[Exercise requirements]: Copy out everything from the line containing "Label each instance of the raw chicken breast" down to the end of the items, keeping every line unchanged.

[start Extracted records]

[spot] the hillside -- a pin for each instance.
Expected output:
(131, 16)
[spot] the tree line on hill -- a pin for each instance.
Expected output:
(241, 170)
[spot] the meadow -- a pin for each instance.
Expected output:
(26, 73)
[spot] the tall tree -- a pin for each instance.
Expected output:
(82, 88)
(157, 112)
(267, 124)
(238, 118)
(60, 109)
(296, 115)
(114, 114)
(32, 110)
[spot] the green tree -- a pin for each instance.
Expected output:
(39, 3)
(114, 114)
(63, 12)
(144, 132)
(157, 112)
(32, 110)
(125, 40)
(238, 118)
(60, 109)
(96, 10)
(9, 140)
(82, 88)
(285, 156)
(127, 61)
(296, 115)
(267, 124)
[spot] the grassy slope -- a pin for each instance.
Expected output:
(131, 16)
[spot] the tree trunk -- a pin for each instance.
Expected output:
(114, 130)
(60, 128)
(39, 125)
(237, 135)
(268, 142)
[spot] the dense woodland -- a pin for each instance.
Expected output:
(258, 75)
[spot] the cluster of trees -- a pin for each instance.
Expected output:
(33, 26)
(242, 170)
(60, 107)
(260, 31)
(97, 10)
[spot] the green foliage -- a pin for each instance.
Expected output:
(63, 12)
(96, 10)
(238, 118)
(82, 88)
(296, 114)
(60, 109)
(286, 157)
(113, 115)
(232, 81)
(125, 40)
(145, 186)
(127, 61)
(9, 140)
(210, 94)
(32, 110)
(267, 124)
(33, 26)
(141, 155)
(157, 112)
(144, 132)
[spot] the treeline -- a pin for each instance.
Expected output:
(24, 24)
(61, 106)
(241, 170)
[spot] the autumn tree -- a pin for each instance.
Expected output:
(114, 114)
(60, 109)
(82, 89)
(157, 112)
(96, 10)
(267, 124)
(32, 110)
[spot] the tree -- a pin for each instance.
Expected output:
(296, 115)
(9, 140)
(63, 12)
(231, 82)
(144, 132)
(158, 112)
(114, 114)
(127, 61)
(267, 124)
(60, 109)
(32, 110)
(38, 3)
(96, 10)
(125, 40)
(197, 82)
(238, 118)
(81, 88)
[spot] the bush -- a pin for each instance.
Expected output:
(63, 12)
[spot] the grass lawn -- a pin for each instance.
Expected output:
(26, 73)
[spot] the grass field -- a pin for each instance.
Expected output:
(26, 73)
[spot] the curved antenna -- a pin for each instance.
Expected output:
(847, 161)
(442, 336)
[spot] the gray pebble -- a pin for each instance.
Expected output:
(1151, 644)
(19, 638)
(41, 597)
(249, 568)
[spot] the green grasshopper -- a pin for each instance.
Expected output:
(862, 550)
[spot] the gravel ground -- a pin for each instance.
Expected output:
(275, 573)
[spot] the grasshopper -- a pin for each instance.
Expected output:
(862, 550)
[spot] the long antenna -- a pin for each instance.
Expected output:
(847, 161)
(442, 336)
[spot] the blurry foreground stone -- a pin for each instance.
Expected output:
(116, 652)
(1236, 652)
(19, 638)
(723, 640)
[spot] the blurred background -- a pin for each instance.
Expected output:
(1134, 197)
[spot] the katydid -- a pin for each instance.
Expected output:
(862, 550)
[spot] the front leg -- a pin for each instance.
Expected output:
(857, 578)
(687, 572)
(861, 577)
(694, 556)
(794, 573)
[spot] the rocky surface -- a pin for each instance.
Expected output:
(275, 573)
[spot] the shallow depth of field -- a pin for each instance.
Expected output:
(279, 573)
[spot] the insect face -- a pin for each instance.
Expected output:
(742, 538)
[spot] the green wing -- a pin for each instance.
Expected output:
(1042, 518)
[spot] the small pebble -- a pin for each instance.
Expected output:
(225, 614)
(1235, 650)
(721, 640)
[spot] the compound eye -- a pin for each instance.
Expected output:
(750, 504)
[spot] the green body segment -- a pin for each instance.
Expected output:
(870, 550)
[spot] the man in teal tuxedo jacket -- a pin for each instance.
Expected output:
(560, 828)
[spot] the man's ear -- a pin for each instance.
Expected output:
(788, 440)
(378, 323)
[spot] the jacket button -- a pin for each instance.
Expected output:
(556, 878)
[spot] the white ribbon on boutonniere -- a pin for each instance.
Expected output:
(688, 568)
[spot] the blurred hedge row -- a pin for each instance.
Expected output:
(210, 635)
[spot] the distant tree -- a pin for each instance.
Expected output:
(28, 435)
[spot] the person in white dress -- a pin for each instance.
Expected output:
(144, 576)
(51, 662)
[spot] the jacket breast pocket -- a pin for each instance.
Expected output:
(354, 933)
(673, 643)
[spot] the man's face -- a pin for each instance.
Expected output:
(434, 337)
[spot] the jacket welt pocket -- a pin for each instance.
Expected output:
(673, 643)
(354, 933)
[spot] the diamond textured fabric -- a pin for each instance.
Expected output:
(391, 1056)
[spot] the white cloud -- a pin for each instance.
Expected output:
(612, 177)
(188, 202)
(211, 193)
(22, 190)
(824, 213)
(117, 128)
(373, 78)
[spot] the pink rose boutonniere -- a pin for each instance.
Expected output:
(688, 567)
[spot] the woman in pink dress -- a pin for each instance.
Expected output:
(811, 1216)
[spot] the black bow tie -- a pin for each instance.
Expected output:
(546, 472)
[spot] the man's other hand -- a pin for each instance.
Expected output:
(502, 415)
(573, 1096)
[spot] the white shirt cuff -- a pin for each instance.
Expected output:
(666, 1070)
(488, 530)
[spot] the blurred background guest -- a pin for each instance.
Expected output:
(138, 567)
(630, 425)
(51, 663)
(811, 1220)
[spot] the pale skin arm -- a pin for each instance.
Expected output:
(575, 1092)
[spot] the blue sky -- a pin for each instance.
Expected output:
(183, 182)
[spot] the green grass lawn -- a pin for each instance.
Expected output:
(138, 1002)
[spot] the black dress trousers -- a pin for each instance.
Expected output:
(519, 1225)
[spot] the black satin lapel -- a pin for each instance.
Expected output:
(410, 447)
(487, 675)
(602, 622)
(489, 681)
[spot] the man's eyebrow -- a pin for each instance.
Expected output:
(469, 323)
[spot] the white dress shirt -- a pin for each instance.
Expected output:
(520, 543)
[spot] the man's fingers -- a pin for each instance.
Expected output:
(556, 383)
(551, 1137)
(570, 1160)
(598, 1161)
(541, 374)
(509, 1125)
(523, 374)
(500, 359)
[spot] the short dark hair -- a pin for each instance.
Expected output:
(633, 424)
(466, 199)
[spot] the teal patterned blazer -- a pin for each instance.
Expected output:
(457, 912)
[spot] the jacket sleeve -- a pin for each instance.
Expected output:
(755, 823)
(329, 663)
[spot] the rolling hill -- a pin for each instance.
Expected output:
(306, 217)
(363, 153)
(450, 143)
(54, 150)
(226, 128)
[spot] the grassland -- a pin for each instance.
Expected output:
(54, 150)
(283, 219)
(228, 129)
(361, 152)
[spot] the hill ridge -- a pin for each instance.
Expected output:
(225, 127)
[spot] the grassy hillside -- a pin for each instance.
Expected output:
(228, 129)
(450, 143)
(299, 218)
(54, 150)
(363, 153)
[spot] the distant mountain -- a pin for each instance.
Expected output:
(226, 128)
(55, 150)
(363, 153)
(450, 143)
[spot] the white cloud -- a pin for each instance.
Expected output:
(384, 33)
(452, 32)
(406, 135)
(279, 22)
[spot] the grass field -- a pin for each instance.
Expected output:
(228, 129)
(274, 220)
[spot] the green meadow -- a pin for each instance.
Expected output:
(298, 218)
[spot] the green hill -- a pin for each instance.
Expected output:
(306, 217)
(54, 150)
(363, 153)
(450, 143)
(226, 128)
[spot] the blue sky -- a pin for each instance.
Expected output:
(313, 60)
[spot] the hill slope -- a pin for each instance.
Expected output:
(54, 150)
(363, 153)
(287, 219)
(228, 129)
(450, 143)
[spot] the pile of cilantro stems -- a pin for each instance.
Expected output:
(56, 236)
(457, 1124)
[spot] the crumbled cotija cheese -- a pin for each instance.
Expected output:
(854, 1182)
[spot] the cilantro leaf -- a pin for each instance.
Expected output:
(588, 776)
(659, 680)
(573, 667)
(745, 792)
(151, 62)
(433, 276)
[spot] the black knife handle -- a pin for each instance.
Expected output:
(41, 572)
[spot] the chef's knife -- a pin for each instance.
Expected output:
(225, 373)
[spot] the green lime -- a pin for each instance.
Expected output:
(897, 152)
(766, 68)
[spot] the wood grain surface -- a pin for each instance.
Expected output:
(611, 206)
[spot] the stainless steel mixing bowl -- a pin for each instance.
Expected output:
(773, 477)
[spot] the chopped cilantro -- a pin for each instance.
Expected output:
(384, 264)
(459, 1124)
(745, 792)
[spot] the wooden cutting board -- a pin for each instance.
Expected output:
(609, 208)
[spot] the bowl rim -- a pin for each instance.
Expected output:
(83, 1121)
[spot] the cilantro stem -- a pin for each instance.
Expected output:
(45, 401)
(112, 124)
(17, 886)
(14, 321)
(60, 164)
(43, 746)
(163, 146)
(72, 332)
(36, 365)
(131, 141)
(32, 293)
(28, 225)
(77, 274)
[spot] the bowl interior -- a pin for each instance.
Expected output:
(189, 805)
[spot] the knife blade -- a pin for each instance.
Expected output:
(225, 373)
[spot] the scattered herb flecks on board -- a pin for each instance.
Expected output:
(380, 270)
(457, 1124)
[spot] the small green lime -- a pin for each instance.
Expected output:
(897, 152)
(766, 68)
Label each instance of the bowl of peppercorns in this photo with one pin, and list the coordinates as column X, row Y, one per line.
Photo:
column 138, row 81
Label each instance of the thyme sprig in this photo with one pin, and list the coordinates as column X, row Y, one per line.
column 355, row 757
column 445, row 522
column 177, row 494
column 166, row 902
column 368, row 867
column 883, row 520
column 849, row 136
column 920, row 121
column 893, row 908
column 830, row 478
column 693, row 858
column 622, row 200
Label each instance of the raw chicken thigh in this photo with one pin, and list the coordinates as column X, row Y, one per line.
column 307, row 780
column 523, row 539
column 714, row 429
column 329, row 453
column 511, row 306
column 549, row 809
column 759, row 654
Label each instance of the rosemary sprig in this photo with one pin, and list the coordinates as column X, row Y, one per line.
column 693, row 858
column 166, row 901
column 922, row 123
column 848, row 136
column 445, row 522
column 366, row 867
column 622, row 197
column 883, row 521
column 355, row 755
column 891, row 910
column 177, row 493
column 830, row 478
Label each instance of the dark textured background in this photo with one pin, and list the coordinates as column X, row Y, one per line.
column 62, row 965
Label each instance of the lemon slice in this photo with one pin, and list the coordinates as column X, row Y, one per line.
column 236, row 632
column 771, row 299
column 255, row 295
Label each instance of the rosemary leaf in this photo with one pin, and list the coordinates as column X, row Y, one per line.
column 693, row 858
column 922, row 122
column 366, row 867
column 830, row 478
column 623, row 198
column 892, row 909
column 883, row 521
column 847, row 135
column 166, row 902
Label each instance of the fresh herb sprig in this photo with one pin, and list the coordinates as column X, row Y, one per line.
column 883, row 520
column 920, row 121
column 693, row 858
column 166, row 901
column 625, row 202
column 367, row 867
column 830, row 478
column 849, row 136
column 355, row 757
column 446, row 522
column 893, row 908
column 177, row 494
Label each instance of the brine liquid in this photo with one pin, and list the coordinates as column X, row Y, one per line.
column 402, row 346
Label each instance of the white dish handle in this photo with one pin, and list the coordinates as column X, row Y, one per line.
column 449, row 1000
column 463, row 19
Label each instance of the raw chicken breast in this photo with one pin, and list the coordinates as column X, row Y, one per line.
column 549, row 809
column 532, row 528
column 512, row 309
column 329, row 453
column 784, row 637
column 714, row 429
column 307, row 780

[end Extracted records]

[Output for this task]:
Label each instance of the raw chicken breast in this photo with one pin, and list the coordinates as column X, row Y, one per line.
column 549, row 809
column 532, row 528
column 512, row 309
column 329, row 453
column 784, row 637
column 714, row 429
column 307, row 780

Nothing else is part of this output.